- **Study questions**
#1 Reproduce everything in the Baltimore jail article from "Thirteen female corrections" down to "the prison scandal.".
#2 Resume the article on the Baltimore jail scandal after its last sentence.
(Beginning of Provided passage)
ANNAPOLIS - Maryland lawmakers may appoint a special committee to investigate how a prison gang apparently took over a Baltimore jail, ran a contraband smuggling operation and impregnated four prison guards.

Senate President Thomas V. Mike Miller Jr., D-Prince George's and Calvert counties, said lawmakers met Thursday to discuss the allegations and what to do about the guards who helped the inmates run their drug and contraband operations.

"We need clarity," Miller said. "We need calmness. We need a sincere effort to find the correct answers, but most importantly, we need a solution to the problem with the entire personnel system."

Thirteen female corrections officers were among 25 people named last month in a federal indictment alleging that the Black Guerrilla Family gang ran a drug- and contraband-smuggling ring out of the Baltimore City Detention Center. The gang's leader, Tavon White, also got four female corrections officers pregnant -- one of them twice. Two of the guards got tattoos of White's name -- one on her neck, the other on her wrist.

The 13 indicted officers were suspended without pay.

Lawmakers said they're still discussing who should investigate the prison scandal.
(End of Provided passage)
(Beginning of Recorded data)
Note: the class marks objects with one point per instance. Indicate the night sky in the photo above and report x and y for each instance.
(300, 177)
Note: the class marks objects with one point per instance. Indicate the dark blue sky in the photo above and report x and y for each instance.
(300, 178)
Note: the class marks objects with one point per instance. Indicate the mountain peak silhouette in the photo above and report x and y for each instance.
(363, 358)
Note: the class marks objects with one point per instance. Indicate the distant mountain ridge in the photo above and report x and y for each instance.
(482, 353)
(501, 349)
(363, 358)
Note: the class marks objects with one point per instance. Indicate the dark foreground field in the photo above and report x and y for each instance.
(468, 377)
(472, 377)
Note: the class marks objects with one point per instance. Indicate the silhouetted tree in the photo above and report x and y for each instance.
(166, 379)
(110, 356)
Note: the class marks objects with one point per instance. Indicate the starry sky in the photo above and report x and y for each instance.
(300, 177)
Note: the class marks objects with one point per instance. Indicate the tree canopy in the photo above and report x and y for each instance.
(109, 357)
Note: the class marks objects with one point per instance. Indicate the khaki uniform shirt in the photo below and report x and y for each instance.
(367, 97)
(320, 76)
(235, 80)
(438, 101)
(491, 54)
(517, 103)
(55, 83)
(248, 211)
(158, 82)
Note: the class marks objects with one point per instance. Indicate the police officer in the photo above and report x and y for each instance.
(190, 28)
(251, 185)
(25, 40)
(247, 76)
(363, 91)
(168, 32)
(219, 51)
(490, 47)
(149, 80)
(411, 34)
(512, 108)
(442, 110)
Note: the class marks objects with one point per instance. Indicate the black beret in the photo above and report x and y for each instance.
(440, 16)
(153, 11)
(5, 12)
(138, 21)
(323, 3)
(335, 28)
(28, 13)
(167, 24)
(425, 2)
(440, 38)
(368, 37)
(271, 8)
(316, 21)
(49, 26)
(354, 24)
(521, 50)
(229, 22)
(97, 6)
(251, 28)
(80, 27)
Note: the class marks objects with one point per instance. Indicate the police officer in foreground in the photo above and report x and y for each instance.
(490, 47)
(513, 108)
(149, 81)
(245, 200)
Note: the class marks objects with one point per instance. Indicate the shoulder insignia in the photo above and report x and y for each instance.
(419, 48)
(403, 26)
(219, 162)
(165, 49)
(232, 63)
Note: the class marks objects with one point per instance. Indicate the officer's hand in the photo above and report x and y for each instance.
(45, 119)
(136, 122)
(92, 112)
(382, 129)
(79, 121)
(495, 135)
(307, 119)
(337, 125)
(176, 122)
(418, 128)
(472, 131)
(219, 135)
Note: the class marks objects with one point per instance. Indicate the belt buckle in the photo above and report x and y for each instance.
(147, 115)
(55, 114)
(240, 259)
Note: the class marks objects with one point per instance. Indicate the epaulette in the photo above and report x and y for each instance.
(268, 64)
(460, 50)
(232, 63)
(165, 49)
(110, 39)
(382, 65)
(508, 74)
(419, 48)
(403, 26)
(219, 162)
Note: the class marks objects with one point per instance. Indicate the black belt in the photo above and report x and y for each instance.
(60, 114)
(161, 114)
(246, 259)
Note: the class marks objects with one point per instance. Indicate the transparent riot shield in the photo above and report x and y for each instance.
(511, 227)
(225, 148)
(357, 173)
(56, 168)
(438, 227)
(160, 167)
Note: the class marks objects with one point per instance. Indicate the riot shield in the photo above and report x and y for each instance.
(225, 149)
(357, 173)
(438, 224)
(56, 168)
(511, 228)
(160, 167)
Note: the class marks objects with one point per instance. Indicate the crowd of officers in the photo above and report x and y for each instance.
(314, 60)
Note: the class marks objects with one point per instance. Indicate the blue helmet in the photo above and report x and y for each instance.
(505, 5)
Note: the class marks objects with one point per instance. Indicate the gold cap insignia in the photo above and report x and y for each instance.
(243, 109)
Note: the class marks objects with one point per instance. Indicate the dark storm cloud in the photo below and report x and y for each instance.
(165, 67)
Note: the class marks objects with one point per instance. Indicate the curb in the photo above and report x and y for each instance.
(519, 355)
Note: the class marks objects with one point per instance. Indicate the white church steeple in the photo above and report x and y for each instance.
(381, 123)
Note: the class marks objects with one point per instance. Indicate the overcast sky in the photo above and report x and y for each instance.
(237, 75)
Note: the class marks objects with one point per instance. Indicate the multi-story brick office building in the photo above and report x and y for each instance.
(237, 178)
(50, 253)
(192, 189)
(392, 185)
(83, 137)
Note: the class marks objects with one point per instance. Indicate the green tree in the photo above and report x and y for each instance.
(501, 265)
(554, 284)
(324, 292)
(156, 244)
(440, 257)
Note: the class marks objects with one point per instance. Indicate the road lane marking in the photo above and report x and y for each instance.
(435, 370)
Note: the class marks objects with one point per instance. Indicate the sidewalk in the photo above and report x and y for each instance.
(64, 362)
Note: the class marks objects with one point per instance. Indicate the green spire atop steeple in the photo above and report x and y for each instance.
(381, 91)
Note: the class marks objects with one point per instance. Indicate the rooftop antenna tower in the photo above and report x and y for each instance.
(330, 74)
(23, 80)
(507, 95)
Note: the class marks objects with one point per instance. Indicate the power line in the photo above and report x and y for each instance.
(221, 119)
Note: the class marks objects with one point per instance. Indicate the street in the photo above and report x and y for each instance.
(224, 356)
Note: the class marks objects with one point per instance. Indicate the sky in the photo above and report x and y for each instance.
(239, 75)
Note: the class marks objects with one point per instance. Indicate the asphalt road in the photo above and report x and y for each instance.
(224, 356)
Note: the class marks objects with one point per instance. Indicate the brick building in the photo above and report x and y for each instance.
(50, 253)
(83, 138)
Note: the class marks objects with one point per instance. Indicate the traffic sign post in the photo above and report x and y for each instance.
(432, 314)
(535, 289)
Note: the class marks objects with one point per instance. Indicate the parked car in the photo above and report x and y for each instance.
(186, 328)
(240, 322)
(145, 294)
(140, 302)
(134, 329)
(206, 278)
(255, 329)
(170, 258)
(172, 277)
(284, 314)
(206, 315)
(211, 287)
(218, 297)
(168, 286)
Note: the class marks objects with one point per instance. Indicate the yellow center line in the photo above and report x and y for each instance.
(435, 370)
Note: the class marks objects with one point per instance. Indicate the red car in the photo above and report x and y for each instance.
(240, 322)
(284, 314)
(End of Recorded data)
(Beginning of Recorded data)
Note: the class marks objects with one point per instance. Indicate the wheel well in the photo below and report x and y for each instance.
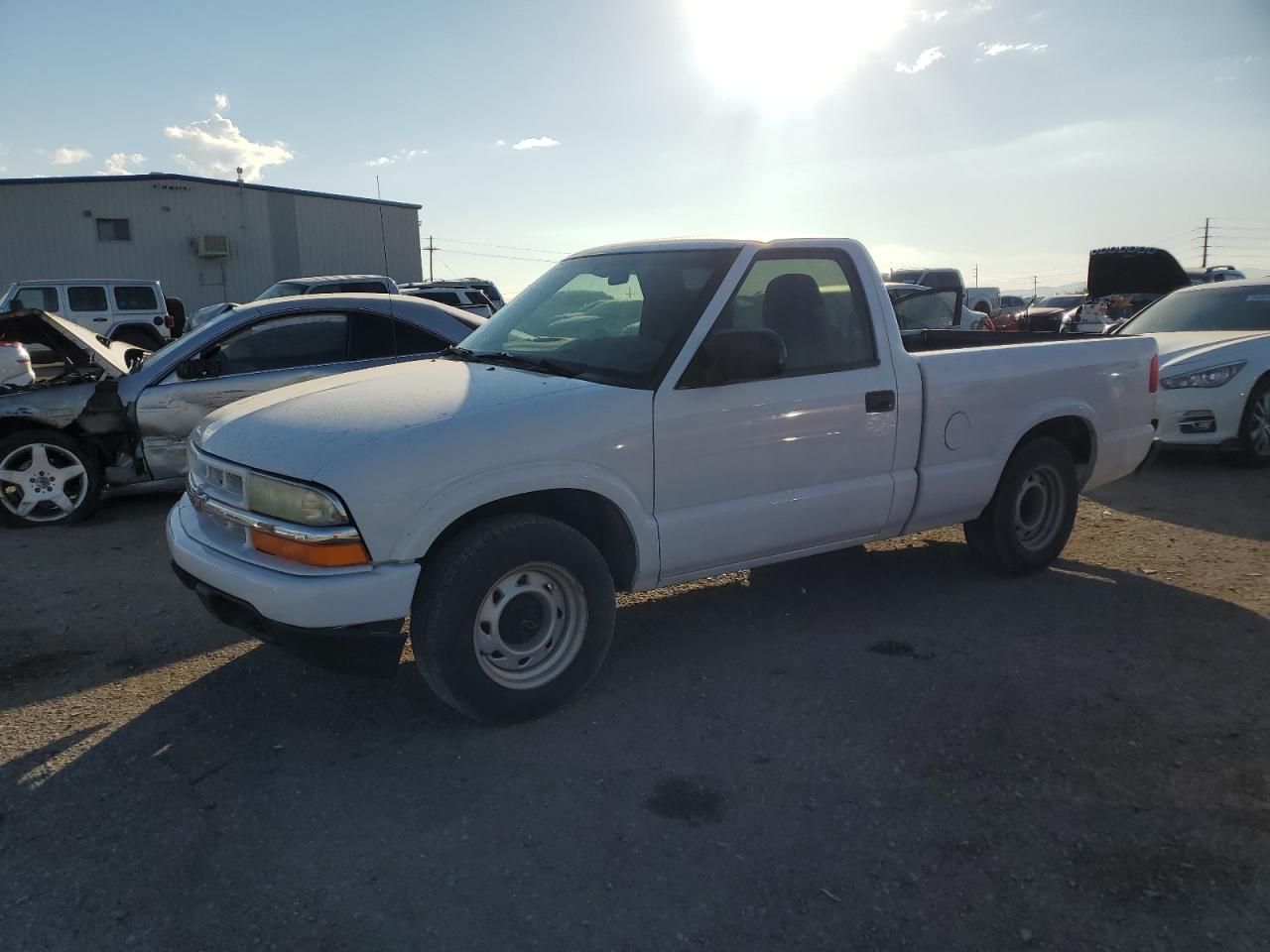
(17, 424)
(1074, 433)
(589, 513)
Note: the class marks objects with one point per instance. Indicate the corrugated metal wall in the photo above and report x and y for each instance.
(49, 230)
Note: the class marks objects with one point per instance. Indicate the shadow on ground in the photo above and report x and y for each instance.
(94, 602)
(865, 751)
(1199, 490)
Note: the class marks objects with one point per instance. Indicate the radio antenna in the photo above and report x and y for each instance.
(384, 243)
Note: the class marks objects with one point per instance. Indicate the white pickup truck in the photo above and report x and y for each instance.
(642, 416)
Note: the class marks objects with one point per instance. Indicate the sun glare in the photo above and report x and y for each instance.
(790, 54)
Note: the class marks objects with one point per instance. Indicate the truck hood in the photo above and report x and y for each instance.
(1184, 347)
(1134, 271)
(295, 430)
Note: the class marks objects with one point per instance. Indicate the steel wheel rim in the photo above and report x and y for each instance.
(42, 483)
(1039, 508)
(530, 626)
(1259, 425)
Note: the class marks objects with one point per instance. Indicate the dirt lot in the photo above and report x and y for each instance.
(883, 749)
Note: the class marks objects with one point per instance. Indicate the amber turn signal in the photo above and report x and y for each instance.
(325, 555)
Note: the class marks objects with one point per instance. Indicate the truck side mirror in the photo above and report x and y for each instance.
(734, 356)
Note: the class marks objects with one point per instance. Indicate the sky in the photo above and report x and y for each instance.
(End of Recorded data)
(Beginning of Recorded data)
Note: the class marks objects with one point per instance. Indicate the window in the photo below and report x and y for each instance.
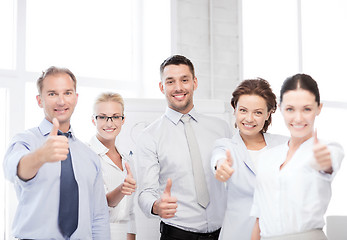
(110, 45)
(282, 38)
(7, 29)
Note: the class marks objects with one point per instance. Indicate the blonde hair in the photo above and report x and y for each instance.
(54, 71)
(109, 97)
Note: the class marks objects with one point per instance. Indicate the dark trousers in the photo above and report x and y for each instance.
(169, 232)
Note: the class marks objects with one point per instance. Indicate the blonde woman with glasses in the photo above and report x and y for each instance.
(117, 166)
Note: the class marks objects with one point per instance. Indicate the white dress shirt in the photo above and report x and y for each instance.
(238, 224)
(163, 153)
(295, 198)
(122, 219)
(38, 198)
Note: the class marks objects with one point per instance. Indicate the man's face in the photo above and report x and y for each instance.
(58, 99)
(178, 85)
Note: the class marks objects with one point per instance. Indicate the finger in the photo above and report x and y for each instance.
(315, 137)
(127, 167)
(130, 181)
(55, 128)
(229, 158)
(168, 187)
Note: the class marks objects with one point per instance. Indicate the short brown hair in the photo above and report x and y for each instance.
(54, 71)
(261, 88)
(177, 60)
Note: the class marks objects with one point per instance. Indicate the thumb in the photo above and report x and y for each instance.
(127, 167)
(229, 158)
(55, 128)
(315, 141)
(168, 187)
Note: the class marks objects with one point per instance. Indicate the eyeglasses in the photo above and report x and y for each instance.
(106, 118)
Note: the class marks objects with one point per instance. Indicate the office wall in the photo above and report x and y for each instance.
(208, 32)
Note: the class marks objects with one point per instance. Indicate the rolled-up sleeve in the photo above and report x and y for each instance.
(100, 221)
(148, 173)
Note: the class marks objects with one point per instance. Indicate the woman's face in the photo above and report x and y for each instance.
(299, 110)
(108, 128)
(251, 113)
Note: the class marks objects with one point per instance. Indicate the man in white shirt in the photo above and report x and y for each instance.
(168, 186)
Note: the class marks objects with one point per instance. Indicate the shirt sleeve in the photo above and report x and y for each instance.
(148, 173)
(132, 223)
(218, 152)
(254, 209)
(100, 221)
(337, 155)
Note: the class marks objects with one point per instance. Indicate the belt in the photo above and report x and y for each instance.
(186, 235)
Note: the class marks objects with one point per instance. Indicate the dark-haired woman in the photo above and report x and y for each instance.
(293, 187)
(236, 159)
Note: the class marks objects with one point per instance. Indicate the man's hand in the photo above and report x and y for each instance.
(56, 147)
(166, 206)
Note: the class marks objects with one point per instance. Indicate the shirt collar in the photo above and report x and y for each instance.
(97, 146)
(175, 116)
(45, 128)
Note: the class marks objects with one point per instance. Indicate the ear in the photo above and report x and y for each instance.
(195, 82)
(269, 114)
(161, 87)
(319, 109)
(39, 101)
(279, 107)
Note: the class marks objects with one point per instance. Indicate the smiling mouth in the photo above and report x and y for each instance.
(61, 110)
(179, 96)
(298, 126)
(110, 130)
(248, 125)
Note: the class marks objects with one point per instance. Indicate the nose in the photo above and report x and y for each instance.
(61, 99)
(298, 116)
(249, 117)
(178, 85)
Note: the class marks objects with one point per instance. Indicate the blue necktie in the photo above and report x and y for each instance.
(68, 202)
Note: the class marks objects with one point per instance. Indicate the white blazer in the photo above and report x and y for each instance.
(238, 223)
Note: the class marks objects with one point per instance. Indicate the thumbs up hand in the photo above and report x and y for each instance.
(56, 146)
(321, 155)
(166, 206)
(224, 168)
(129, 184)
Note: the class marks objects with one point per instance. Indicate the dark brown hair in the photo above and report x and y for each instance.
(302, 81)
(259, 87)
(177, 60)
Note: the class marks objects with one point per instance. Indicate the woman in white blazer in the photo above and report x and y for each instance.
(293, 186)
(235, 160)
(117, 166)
(End of Recorded data)
- **Task-by-task answers**
#1
Thirteen female corrections officers were among 25 people named last month in a federal indictment alleging that the Black Guerrilla Family gang ran a drug- and contraband-smuggling ring out of the Baltimore City Detention Center. The gang's leader, Tavon White, also got four female corrections officers pregnant -- one of them twice. Two of the guards got tattoos of White's name -- one on her neck, the other on her wrist.

The 13 indicted officers were suspended without pay.

Lawmakers said they're still discussing who should investigate the prison scandal.

#2
"I think what we need to do is coordinate between the House and the Senate," Miller said. "We want to make sure everyone is represented. It will probably be a standing committee."

Miller's call for changes in the way corrections officers are hired echoed concerns previously raised by Gov. Martin O'Malley.

O'Malley characterized the allegations against the guards as "ugly" and "shocking," saying the state needs to overhaul the way it hires corrections officers and change how people enter and exit the jail, parts of which are more than 100 years old.

Officers allegedly smuggled cigarettes, drugs, prescription medication and cellphones into the jail in their underwear, shoes and hair.

Court documents portray the Black Guerrilla Family as a highly structured and organized gang, collecting dues from members and levies from nonmembers, which would be funneled to leaders outside of the prison.